[Énoncé du problème] D'après l'extrait de décision, quelle somme les premiers juges ont-ils allouée à M. A... pour son préjudice esthétique ?

### Extrait du texte ###

10. A cet égard, les premiers juges ont alloué une somme de 18 800 euros à M. A...en réparation du déficit fonctionnel temporaire total qu'il a subi du 12 décembre 2002 au 20 février 2006 et du 23 avril 2008 au 3 février 2009, pendant une période de 47 mois. La commune de Bar-le-Duc conteste le montant de cette indemnisation en indiquant que M.A..., alors en congé de maladie, n'a pas été hospitalisé pendant l'ensemble de cette période. L'expert a toutefois estimé, dans ses conclusions, que l'intéressé avait présenté un déficit fonctionnel temporaire total au cours de la période litigieuse. L'avis établi le 21 février 2017 par un médecin de l'assureur de la collectivité ne démontre pas que le rapport d'expertise judiciaire, au vu duquel les premiers juges ont évalué le préjudice de M.A..., serait insuffisant ou erroné. Par ailleurs, si une hospitalisation conduit en principe à constater une incapacité totale du patient, l'absence d'hospitalisation n'implique pas pour autant que cette incapacité soit partielle. Dans ces conditions, eu égard à l'argumentation apportée sur ce point par la commune, celle-ci ne démontre pas que le tribunal administratif aurait accordé une indemnisation excessive à M. A...en réparation de son déficit fonctionnel temporaire.
11. En troisième lieu, l'expert désigné par les premiers juges n'a pas retenu de préjudice esthétique dans les conclusions de son rapport. Il ressort toutefois de ses propres constatations que M. A...présente trois cicatrices résultant des interventions chirurgicales qu'il a subies en conséquence de son accident de service. Il s'ensuit que, contrairement à ce que soutient la commune de Bar-le-Duc, M. A... était fondé à demander l'indemnisation de son préjudice esthétique, ainsi que le tribunal administratif l'a admis. En revanche, il ne résulte pas de l'instruction que les premiers juges auraient procédé à une évaluation insuffisante de ce chef de préjudice en allouant la somme de 300 euros à M.A..., dont la demande supplémentaire présentée en appel sur ce point ne peut qu'être rejetée.

### Données fournies ###

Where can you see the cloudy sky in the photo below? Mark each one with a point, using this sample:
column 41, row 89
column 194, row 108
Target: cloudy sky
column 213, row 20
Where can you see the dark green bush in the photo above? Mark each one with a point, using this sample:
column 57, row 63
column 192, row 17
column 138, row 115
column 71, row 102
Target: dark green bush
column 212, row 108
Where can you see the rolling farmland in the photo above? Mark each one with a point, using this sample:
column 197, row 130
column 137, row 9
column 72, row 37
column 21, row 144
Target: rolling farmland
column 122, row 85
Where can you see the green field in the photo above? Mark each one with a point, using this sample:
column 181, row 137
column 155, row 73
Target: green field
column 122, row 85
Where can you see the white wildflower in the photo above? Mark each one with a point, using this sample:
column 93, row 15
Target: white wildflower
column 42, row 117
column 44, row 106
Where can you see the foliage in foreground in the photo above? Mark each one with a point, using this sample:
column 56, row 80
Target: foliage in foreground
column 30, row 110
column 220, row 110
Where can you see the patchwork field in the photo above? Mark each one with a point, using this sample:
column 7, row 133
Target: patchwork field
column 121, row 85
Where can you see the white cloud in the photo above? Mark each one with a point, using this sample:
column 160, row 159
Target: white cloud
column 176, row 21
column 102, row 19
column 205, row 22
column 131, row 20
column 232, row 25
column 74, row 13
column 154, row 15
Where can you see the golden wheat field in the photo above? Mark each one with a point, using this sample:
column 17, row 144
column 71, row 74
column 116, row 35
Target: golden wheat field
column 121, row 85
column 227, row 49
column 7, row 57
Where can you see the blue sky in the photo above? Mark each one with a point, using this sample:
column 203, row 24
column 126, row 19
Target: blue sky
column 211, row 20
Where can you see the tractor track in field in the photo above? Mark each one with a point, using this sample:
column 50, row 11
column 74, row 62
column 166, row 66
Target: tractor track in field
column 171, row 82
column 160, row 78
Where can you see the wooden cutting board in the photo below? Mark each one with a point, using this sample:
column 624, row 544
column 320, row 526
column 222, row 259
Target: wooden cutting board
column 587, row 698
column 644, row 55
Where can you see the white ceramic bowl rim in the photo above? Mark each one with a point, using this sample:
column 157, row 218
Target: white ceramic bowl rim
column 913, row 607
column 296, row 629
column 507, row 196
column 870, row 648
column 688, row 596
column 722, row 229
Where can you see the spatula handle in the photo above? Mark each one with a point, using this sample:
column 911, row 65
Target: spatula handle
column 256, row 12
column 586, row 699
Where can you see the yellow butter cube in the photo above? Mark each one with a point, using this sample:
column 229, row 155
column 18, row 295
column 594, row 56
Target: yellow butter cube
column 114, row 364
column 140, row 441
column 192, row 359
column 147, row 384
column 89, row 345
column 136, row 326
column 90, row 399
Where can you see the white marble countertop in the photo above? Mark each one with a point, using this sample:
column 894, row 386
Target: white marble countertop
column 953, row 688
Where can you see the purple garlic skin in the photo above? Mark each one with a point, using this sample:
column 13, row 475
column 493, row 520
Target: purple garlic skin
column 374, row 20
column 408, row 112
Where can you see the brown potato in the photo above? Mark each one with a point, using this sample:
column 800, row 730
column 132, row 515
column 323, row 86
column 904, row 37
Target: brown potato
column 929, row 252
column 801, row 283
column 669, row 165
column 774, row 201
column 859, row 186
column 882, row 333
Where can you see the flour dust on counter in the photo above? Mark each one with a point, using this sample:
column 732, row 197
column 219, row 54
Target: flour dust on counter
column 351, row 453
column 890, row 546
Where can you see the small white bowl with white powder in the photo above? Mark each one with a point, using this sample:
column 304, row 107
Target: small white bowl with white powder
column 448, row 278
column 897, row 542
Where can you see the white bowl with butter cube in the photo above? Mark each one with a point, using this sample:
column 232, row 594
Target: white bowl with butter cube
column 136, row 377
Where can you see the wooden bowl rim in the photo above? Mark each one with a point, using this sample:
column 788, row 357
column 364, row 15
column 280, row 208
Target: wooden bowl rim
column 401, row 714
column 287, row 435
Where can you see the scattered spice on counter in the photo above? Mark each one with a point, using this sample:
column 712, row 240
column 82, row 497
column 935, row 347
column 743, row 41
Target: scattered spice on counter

###

[Résultat de l'exercice] 300 euros.